** TEKST ŹRÓDŁOWY **
·····
Oczywiście, że piekę 🙂
Alucha,
i niech Ci się upiecze!
Chlebek mi pachnie doskonale, jeśli moja rewolucja kuchenna mi na to pozwoli, postaram się dołączyć :-).
Gatita,
trzymam kciuki!
Mnie też czeka rewolucja kuchenna…
U mnie trwa rewolucja pokojowa, ale nie może mnie zabraknąć 🙂 Piekę!
Aciri,
tak trzymaj!
Aniu upiekłam dzisiaj (bo w weekend jakoś nie bardzo mi czas pozwoli), właśnie wyjęłam z piekarnika …. pięknie pachnie i jest cudownie rumiany. Polecam jednak ufać własnej intuicji codo czasu pieczenia, bo mojemu bochenkowi wystarczyło 15 minut w 230 stopniach, 5 minut w 225 stopniach i 10 w 210 stopniach …. buziaki. Później dam znac jak smakuje:)
Jolu,
super,że upiekłaś!
Mam nadzieję,że każdy wie,jak jego piekarnik piecze.
Wiadomo,że u każdego inaczej.
Całus!
Aniu ten chlebuś jest obłędny …. i choć moi chłopcy kręcą nosem na te jabłka to my z Lilą się nim zapychamy:) Buziaki
Jolu,
ja też upiekłam i jestem cała na tak!
A co tam,niech kręcą nosami,nam smakuje.
Tak wspaniałego wypieku nie mogę przegapić. Na pewno dołączę do zabawy 🙂
Tosiu,
fantastycznie!
Cydr i jabka sa juz w gotowosci, zatem upieke i ja!:)
Kreciu,
niech Ci się upiecze!
Aniu , upiekłam , pycha!!!!!!!!! cydr kupny(nie mam miejsca do takich produkcji , niestety), ale jabłka nasuszyłam sama , polskie, z 5 gatunków, od znajomych różnych m, podarowane 😀
Alu,
fantastycznie!
Ja też cydr ze sklepu, a jabłka suszone samodzielnie.
Cieszę się,że chlebuś smakował.
Pozdrowienia!
·····
** DANE WEJŚCIOWE **
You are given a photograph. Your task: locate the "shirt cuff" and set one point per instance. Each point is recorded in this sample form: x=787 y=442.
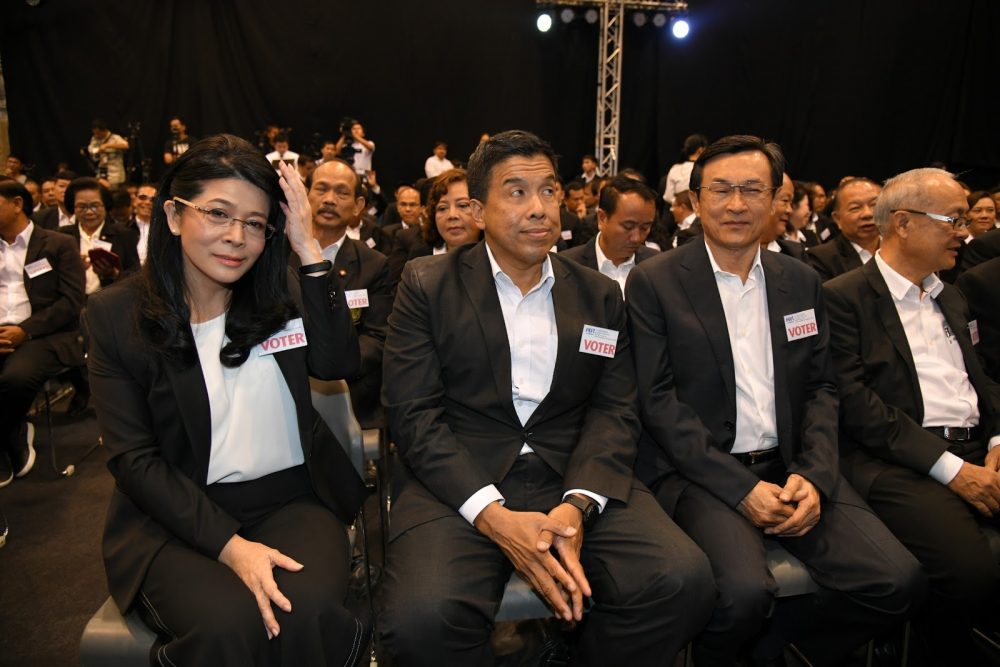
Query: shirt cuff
x=471 y=508
x=946 y=467
x=596 y=497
·····
** ZESTAW ZADAŃ **
- 1) Podaj, ile minut w temperaturze 230 stopni wystarczyło bochenkowi według tekstu źródłowego.
- 2) Przesuń o -74 współrzędne x i y punktów podanych w listingu jako odpowiedzi, a następnie przepisz cały listing wiersz po wierszu, pomijając zdjęcia. Liczby w przykładowym zapisie formatu pozostaw bez zmian.

** ROZWIĄZANIA ZADAŃ **
- 1) 15 minut.

- 2)
You are given a photograph. Your task: locate the "shirt cuff" and set one point per instance. Each point is recorded in this sample form: x=787 y=442.
Query: shirt cuff
x=397 y=434
x=872 y=393
x=522 y=423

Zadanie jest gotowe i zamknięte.